# Work task
Throughout the entries below, report every line where "person" is found.

# Data records
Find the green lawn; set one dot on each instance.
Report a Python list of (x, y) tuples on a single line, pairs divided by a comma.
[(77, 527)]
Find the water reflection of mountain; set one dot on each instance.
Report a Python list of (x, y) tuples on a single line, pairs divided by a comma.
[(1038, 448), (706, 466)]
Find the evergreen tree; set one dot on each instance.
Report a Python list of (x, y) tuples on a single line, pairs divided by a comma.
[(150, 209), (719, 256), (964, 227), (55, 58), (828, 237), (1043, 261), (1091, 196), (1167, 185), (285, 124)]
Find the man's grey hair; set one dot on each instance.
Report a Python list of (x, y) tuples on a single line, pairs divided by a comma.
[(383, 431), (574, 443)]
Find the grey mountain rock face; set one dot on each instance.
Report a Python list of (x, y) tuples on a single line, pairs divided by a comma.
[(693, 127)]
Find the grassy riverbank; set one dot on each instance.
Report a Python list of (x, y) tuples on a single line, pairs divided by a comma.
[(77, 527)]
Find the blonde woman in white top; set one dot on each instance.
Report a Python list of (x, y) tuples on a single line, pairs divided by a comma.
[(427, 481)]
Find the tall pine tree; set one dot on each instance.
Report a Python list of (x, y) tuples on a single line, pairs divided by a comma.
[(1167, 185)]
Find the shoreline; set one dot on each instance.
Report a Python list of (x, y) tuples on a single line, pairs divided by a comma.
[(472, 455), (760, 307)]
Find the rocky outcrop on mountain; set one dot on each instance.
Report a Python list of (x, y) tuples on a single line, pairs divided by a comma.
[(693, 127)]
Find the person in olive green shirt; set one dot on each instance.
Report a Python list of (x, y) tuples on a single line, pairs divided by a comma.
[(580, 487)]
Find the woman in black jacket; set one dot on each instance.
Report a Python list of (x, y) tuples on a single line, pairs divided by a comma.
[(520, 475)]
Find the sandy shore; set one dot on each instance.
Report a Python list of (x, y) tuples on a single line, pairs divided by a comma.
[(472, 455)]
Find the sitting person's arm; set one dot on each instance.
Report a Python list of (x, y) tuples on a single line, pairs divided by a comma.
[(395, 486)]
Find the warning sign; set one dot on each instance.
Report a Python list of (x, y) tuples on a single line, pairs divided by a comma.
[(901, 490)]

# Exercise output
Find the person in olive green shirt; set one dot on each instance.
Find the sitting person's arm; set one dot on each instance.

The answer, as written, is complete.